----- DOCUMENT SECTION -----
By 1843 the northern border between Canada and the US west of the Great Lakes was fixed along the 49th parallel, and included all of the Oregon country below that line to the Pacific Ocean. 

In 1835 Texas seceded from Mexico, and at once asked for admission to the Union. President Van Buren refused his assent, fearing war with Mexico. Texas then became the "Lone Star Republic." Northern opposition to annexation weakened by 1845 and the Polk administration, and Texas was admitted as a slave state. 

Due to the dispute over the southern boundary of Texas, when Mexicans crossed the Rio Grande on April 23, 1846 and killed every man of a small army scouting party, war was declared with Mexico, May 13, 1846. General Zachary Taylor, immediately after the ambush of the scouting party, began to prosecute the war, and routed the Mexicans. Subsequently, much of Mexico was conquered including Mexico City, which practically ended the war. With the treaty of peace of 1848, in which we annexed all of California and New Mexico, we paid Mexico $15,000,000 "in consideration of the extension acquired by the boundaries of the United States," as the words of the treaty put it. 

It was thought that the boundary dispute was now settled, but another arose over the boundary of what are now Arizona and New Mexico. This was settled by acquiring more land in 1853, and paying an additional $10,000,000. Such now are the boundary extents of the United States of America. 

5. Tell what you can of the history of Kansas. 

Kansas has had a dramatic history, even before it became the 34th state in 1861. Historians have reported that Native Americans were living in Kansas as early as 12,000 B.C. They were followed for centuries by many different tribes making the history of Kansas entwined with the first Americans. 

Between 1541 and 1739 explorers from Spain and France came to the area in search of gold, knowledge, and trade with the Indians. In 1803, Kansas became a part of the United States as part of the Louisiana Purchase. Fifty-one years later it was organized as a territory, which included the eastern half of Colorado. 

Conflict over slavery led to bloody battles between freestaters (anti-slavery) and pro-slavery forces. This led to the attack on Lawrence by pro-slavery forces and the widespread public outcry associated with "Bleeding Kansas." Kansas became part of the United States as a free state in 1861. 

After the War for Southern Independence, expansion of the rail system to Kansas and the increasing stream of immigrants lured to the state by offers of cheap land, Native Americans were forced into smaller and smaller reservations. Ultimately their removal to Indian Territory forced the final confrontation in the late 1870s that ended the independent life of the Native Americans. 

The establishment of military posts to protect the railroads and trails used by immigrants led to the establishment of small towns, which followed the posts. By 1870, the Kansas cow towns, following the westward expansion of the railroads, became well established. Such towns as Dodge City, Abilene, Caldwell, Newton, Wichita and Salina took their turns as the Queens of the Trail. To this day, the cattle industry remains an important part of the state's economy. The introduction of Turkey Red Winter Wheat by Mennonites from Russia in 1874 was a milestone in Kansas agriculture. The wheat was ideally suited to the Kansas climate and has made Kansas one of the leading wheat-producing states in the nation.
----- MATERIAL SUPPLIED -----
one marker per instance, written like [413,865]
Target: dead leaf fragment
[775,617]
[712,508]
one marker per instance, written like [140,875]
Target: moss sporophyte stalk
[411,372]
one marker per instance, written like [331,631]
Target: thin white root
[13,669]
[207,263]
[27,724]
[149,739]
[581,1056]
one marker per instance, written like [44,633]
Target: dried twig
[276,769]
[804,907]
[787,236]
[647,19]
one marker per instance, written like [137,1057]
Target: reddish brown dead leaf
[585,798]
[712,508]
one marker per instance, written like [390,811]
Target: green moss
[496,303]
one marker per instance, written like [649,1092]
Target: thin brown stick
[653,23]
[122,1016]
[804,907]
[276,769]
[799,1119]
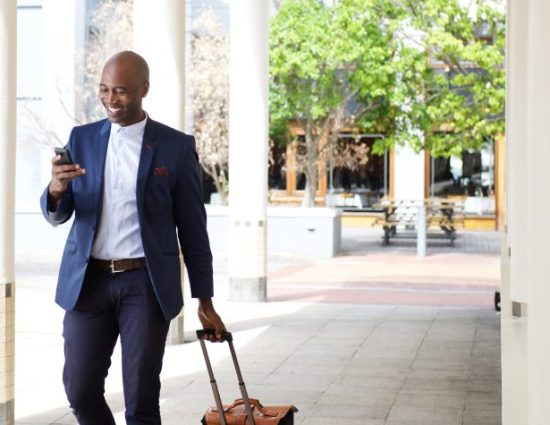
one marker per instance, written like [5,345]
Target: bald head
[131,62]
[124,83]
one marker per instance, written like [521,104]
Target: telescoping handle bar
[227,337]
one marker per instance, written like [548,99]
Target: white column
[59,65]
[517,141]
[8,59]
[248,142]
[409,174]
[514,242]
[538,208]
[159,36]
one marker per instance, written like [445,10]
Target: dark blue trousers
[111,305]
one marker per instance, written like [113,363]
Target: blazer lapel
[100,151]
[148,147]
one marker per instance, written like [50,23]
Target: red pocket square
[160,171]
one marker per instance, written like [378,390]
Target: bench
[441,216]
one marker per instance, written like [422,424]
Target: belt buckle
[112,267]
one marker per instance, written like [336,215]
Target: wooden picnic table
[443,214]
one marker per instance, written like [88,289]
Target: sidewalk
[377,336]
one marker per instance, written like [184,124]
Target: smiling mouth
[114,110]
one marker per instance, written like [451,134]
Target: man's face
[121,91]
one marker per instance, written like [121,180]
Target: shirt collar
[131,130]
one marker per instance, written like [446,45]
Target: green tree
[463,88]
[429,74]
[333,68]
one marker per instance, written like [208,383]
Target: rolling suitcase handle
[228,337]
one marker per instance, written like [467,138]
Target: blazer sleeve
[190,217]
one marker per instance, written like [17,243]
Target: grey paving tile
[344,421]
[430,401]
[423,415]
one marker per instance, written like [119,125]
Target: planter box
[312,232]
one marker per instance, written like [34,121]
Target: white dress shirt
[119,235]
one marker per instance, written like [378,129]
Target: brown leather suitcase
[245,410]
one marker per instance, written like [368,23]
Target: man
[134,190]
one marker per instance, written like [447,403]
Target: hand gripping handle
[226,336]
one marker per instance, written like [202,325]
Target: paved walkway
[376,336]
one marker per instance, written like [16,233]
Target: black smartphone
[65,156]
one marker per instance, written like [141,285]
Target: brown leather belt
[117,266]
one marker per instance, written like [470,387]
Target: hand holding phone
[63,171]
[65,156]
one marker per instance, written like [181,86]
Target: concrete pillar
[538,208]
[517,154]
[408,174]
[514,239]
[8,60]
[248,143]
[60,46]
[159,36]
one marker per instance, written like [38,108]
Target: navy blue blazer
[170,207]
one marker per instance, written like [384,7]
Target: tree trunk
[312,164]
[220,182]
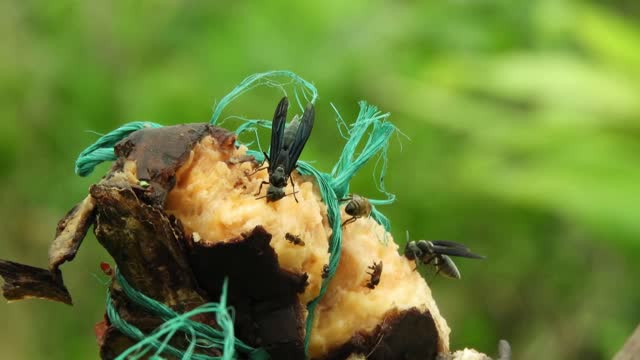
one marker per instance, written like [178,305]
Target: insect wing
[277,129]
[455,251]
[304,131]
[448,243]
[447,267]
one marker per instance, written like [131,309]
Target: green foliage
[524,119]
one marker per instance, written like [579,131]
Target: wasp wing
[304,131]
[455,251]
[277,129]
[447,243]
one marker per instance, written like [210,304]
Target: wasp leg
[349,221]
[260,188]
[261,167]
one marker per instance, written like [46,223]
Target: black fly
[358,206]
[294,239]
[376,273]
[437,252]
[287,143]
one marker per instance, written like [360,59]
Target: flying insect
[376,273]
[287,143]
[437,253]
[294,239]
[358,206]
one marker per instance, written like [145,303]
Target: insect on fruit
[376,272]
[325,271]
[437,253]
[294,239]
[358,206]
[287,143]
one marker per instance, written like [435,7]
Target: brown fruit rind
[159,259]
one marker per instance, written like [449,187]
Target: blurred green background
[524,119]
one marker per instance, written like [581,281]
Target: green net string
[370,132]
[198,334]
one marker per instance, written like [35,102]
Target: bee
[437,253]
[287,143]
[325,271]
[358,206]
[294,239]
[376,273]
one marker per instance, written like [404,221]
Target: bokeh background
[524,120]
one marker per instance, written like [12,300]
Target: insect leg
[261,167]
[260,188]
[293,188]
[349,221]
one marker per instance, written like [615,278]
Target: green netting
[371,132]
[198,334]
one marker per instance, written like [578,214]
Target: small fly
[437,253]
[287,143]
[294,239]
[376,273]
[358,206]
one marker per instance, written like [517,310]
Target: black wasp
[437,252]
[287,143]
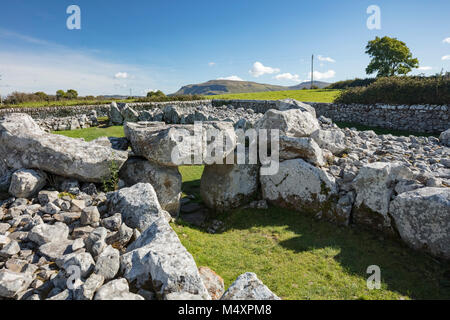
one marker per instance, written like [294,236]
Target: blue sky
[148,45]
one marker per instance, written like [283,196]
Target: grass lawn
[298,257]
[42,104]
[319,95]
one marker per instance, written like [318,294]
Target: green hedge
[400,90]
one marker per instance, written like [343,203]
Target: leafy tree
[390,57]
[71,94]
[60,94]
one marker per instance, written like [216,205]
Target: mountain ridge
[215,87]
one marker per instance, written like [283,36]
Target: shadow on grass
[403,270]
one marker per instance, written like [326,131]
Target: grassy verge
[301,258]
[319,95]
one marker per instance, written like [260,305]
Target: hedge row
[400,91]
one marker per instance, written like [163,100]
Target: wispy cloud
[49,67]
[121,75]
[323,75]
[288,76]
[234,78]
[326,59]
[259,69]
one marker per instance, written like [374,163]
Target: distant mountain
[214,87]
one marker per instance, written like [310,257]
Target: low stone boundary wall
[418,118]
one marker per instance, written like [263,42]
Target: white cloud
[323,75]
[234,78]
[288,76]
[259,69]
[121,75]
[327,59]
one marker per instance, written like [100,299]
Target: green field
[299,257]
[319,95]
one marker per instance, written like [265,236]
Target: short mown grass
[317,95]
[298,257]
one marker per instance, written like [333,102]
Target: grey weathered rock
[113,223]
[288,104]
[24,145]
[300,186]
[158,256]
[89,287]
[213,282]
[173,145]
[11,283]
[248,287]
[374,186]
[129,115]
[422,218]
[44,233]
[303,148]
[225,187]
[46,197]
[116,290]
[90,216]
[82,260]
[293,122]
[332,140]
[445,138]
[27,183]
[138,204]
[165,180]
[108,263]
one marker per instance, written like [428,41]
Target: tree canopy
[390,57]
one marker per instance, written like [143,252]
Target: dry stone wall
[417,118]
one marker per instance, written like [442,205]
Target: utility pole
[1,100]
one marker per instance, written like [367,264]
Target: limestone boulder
[12,283]
[24,145]
[138,205]
[228,186]
[129,115]
[288,104]
[174,145]
[248,287]
[422,218]
[445,138]
[374,186]
[115,116]
[292,122]
[332,140]
[300,186]
[303,148]
[157,258]
[26,183]
[116,290]
[165,180]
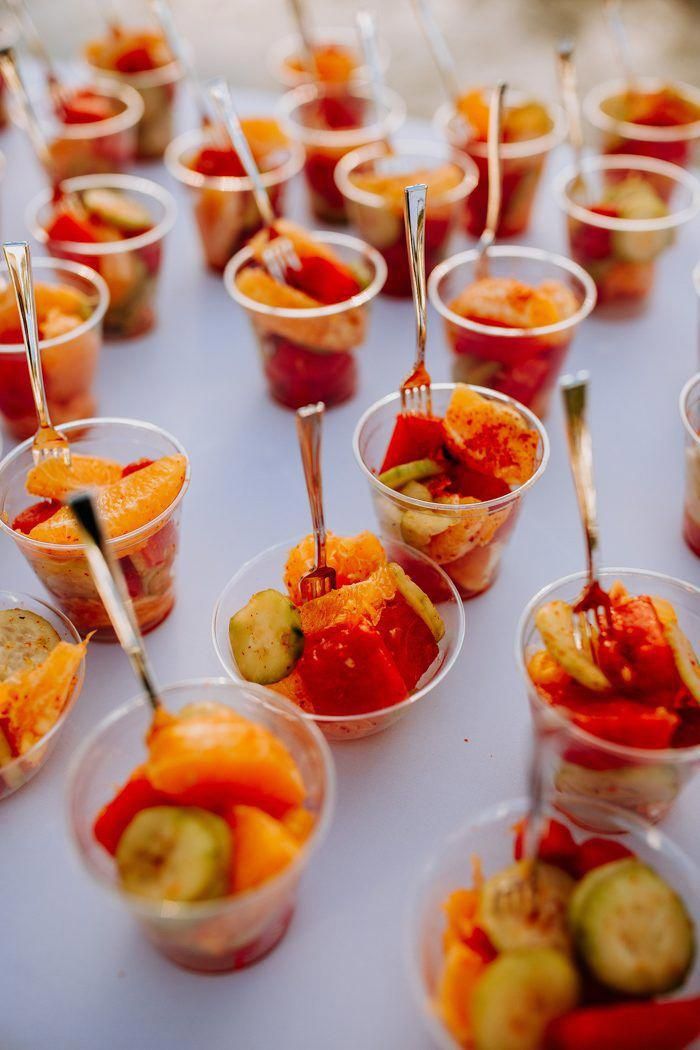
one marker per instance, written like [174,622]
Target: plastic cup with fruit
[41,674]
[450,484]
[224,204]
[531,129]
[142,474]
[310,329]
[207,839]
[70,302]
[622,217]
[511,331]
[117,225]
[141,59]
[373,180]
[596,952]
[331,121]
[624,730]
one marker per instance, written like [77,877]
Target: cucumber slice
[266,637]
[171,853]
[518,994]
[633,930]
[419,602]
[515,916]
[397,477]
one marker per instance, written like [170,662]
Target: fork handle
[310,422]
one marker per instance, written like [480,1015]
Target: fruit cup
[620,253]
[147,553]
[472,568]
[225,208]
[643,780]
[378,216]
[310,355]
[226,933]
[69,358]
[130,266]
[329,122]
[523,362]
[690,414]
[522,163]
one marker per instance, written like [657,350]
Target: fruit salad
[450,484]
[141,59]
[309,328]
[573,954]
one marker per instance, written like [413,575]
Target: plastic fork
[279,254]
[321,579]
[48,443]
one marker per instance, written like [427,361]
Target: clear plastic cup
[490,838]
[221,935]
[225,209]
[522,164]
[620,254]
[676,143]
[318,117]
[690,414]
[267,570]
[522,362]
[645,781]
[147,554]
[69,361]
[471,562]
[310,355]
[379,221]
[129,267]
[17,772]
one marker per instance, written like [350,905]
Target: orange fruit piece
[124,505]
[54,480]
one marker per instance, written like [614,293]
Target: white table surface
[75,970]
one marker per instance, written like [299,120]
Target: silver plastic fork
[279,254]
[48,443]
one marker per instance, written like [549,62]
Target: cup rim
[450,508]
[629,162]
[96,317]
[199,909]
[515,251]
[642,132]
[98,248]
[677,756]
[427,147]
[236,184]
[325,236]
[93,422]
[331,720]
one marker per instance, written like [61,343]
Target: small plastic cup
[225,208]
[68,361]
[310,355]
[676,143]
[267,570]
[472,565]
[645,781]
[522,163]
[490,838]
[379,221]
[231,932]
[318,117]
[130,267]
[147,554]
[521,362]
[690,414]
[16,773]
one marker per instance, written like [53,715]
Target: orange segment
[125,505]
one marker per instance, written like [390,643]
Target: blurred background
[489,38]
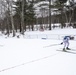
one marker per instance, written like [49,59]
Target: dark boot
[68,48]
[64,49]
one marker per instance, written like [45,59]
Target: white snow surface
[21,56]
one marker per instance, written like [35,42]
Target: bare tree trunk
[22,17]
[49,14]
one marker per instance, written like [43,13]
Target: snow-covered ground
[38,56]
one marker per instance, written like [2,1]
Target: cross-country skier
[66,43]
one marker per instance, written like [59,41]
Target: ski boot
[64,49]
[67,48]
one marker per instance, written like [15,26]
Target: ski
[67,51]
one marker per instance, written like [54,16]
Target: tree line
[20,15]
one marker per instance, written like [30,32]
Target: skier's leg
[67,46]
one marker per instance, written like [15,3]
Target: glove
[61,43]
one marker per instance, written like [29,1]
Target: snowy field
[36,54]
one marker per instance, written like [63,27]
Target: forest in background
[20,15]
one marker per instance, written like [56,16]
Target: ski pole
[51,45]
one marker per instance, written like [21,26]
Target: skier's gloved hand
[61,43]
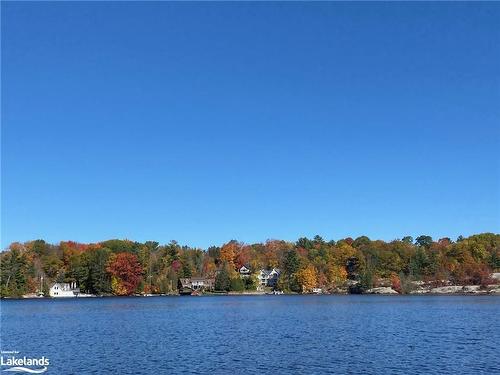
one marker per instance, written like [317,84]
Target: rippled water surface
[261,334]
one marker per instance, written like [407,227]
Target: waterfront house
[268,278]
[244,272]
[197,283]
[60,290]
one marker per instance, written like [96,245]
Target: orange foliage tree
[126,273]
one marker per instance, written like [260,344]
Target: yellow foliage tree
[228,252]
[307,278]
[337,275]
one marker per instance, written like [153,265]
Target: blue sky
[203,122]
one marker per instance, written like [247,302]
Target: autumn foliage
[126,273]
[124,267]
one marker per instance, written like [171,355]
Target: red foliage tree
[127,271]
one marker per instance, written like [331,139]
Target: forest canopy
[124,267]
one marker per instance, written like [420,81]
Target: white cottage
[268,278]
[59,290]
[244,271]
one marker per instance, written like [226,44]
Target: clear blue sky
[203,122]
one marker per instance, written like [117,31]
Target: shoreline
[430,294]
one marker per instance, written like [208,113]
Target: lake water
[258,334]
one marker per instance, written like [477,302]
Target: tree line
[124,267]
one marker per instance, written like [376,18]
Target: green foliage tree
[222,280]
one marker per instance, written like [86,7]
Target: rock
[475,289]
[381,290]
[448,289]
[420,291]
[495,290]
[495,276]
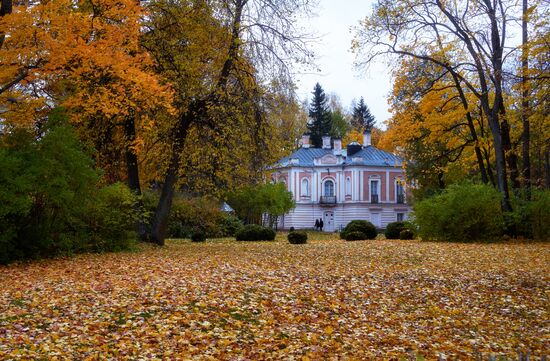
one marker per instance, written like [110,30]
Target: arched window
[348,186]
[329,188]
[304,187]
[399,191]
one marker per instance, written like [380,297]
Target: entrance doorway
[328,220]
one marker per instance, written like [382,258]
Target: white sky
[335,60]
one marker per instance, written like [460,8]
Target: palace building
[340,185]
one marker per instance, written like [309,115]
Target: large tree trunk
[471,127]
[526,171]
[162,213]
[547,167]
[502,181]
[133,176]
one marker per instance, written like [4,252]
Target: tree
[362,117]
[466,41]
[217,88]
[86,57]
[432,130]
[338,117]
[319,113]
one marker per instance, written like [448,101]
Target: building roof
[367,156]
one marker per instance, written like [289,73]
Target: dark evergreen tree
[362,118]
[320,119]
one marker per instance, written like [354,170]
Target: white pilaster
[388,186]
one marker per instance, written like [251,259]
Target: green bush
[463,212]
[393,229]
[368,229]
[538,214]
[297,237]
[355,236]
[195,214]
[230,225]
[254,232]
[111,219]
[406,234]
[50,203]
[198,237]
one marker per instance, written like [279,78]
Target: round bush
[368,229]
[297,237]
[462,213]
[355,236]
[198,237]
[394,229]
[406,234]
[254,232]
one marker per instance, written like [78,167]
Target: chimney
[366,138]
[326,142]
[338,145]
[305,141]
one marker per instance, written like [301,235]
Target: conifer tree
[362,117]
[320,119]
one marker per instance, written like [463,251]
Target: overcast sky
[335,60]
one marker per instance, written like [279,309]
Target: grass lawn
[328,299]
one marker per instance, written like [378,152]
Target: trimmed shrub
[198,237]
[393,230]
[230,225]
[254,232]
[368,229]
[198,214]
[297,237]
[406,234]
[463,212]
[111,219]
[355,236]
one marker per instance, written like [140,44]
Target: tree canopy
[320,123]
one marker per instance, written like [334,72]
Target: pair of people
[319,224]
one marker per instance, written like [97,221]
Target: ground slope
[326,299]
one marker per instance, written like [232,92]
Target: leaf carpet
[327,299]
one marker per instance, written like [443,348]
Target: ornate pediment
[328,159]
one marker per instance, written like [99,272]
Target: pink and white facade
[340,185]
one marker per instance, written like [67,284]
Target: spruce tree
[362,118]
[319,113]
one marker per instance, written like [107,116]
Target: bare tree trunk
[471,127]
[133,175]
[526,171]
[162,213]
[500,161]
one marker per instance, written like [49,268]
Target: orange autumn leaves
[83,55]
[327,300]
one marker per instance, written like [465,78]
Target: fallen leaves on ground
[324,300]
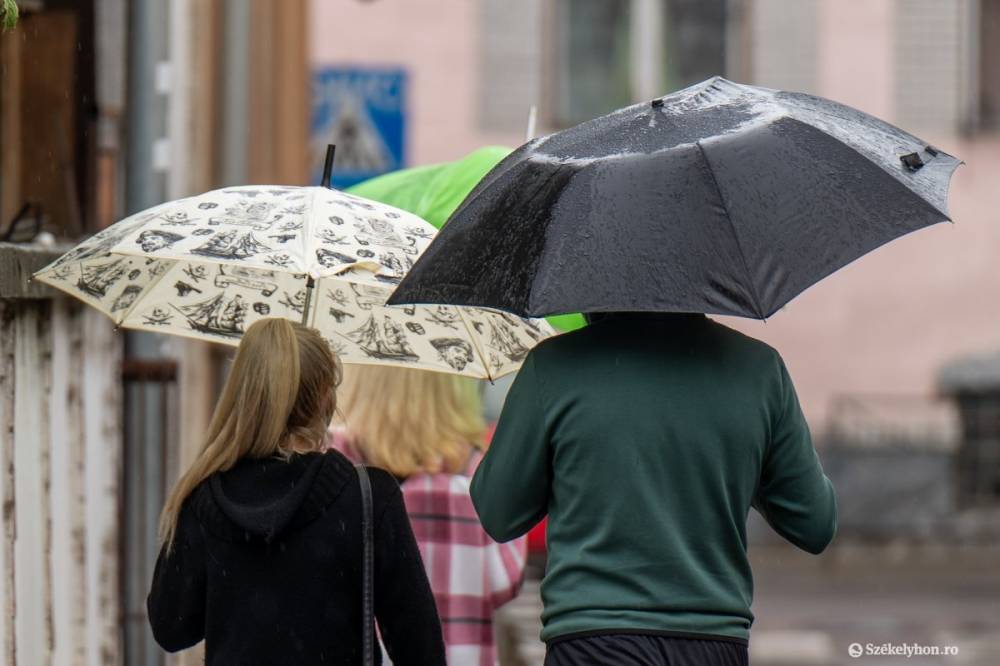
-----
TASKS TO PERFORM »
- 1) According to the history passage, in what year did Kansas become part of the United States through the Louisiana Purchase?
- 2) Rewrite everything in the history passage from "Due to the dispute" down to "treaty put it.", putting "defeated" in place of "routed".

SOLUTIONS »
- 1) 1803

- 2)
Due to the dispute over the southern boundary of Texas, when Mexicans crossed the Rio Grande on April 23, 1846 and killed every man of a small army scouting party, war was declared with Mexico, May 13, 1846. General Zachary Taylor, immediately after the ambush of the scouting party, began to prosecute the war, and defeated the Mexicans. Subsequently, much of Mexico was conquered including Mexico City, which practically ended the war. With the treaty of peace of 1848, in which we annexed all of California and New Mexico, we paid Mexico $15,000,000 "in consideration of the extension acquired by the boundaries of the United States," as the words of the treaty put it.